## 出典文書
人間社会というものは,これほど多い小説でも書ききれないほど複雑で興味深い.そこには「本能が壊れた動物としての人間(岸田秀)」という表現がぴったりの場面が多く見られる.

刑事訴訟法442条の但し書きが適応されて,最高裁判所で刑が確定している足利事件の受刑者が,再審開始前に刑務所から釈放された.釈放したのは裁判所ではなく高等検察庁だった.

裁判に国民の参加を求めている今,二つの事が必要だろう。

1) 裁判の内容を国民に開示すること.

2) 常識的には不可思議な法律を専門家がよく説明すること。

刑事訴訟法は人間の長い訴訟の歴史の中で,徐々に作られてきたもので,そこには人間の欠陥(刑事事件の発生)とその現実的な解決策が示されている.

## 提供データ
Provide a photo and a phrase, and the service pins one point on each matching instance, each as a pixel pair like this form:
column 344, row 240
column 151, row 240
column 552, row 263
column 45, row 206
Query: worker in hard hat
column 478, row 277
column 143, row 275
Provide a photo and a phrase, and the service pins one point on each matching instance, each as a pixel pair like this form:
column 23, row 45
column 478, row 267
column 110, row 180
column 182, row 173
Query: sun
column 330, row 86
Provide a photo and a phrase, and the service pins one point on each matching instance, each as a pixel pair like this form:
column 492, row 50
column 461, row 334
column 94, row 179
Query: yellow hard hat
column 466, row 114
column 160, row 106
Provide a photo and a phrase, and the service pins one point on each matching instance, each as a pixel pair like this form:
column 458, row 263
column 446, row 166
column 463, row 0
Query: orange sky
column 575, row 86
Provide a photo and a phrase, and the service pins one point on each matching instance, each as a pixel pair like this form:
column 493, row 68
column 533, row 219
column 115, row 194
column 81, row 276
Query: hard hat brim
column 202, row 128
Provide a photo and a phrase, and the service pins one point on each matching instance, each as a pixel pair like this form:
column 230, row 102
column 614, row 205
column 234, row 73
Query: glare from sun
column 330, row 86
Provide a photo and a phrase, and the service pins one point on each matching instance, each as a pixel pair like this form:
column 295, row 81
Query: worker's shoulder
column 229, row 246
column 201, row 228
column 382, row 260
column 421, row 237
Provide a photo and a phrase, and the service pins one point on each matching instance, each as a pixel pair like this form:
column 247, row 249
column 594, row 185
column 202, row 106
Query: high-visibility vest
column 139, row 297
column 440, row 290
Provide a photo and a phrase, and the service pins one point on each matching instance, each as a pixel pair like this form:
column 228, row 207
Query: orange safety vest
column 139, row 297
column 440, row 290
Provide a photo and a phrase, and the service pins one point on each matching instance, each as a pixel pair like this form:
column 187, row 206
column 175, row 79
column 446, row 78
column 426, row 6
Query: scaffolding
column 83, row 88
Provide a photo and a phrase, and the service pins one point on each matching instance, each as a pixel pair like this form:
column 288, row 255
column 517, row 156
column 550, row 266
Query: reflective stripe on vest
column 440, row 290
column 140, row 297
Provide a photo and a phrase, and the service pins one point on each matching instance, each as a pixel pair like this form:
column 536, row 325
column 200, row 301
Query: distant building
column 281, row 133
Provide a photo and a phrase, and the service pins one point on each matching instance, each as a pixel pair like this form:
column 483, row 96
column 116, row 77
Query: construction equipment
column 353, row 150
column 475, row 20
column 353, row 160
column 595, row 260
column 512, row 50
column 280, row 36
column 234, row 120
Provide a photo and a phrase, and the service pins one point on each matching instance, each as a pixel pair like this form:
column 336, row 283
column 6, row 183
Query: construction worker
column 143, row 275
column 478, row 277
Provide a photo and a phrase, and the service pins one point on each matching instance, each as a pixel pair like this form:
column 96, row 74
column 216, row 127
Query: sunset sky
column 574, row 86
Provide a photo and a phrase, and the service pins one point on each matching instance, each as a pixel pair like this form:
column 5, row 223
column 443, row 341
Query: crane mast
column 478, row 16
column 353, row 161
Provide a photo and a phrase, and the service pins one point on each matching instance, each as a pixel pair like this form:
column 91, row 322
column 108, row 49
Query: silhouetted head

## 課題一覧
1) 刑事訴訟法と足利事件についての文章によると、足利事件の受刑者を再審開始前に刑務所から釈放したのはどこですか。
2) 刑事訴訟法と足利事件についての文章を、最後の文に続けて書き継いでください。

## 本演習の解答
1) 裁判所ではなく、高等検察庁が釈放しました。

2)
でも,刑事訴訟法442条は到底,社会の常識では考えられない規定である.

裁判が始まって検事が「犯人だ!」と言い,弁護士が「犯人ではない」という.互いに心の中はどのように思っているかは別にして,このように二つの見方を徹底的に示すことによって,人知では推し量ることができないこと・・・本人が真犯人かどうか・・・の決定を裁判官がするというのが裁判制度である.

そして判決が下されたら・・・日本の場合最高裁判所の判決が下されたら・・・容疑者は受刑者に代わる.判決のあとは「国家が裁判所の決定を受けて受刑者の管理をする」とばかり思っていた.

ところが,最高裁判所の判決に基づいて収監されている受刑者を,検察庁が釈放できるのである.それが刑事訴訟法442条である.

「あれっ!?裁判所より,検察庁が上位にいるの?」と思うのが社会の常識だろう。

最高裁判所の判決を受けた以上,それで自分の命を奪われるかも知れないのだから,その後,あの憎らしい検事の顔も見たくないし,検事が「釈放する」と言ったからおめおめと娑婆には出たくない.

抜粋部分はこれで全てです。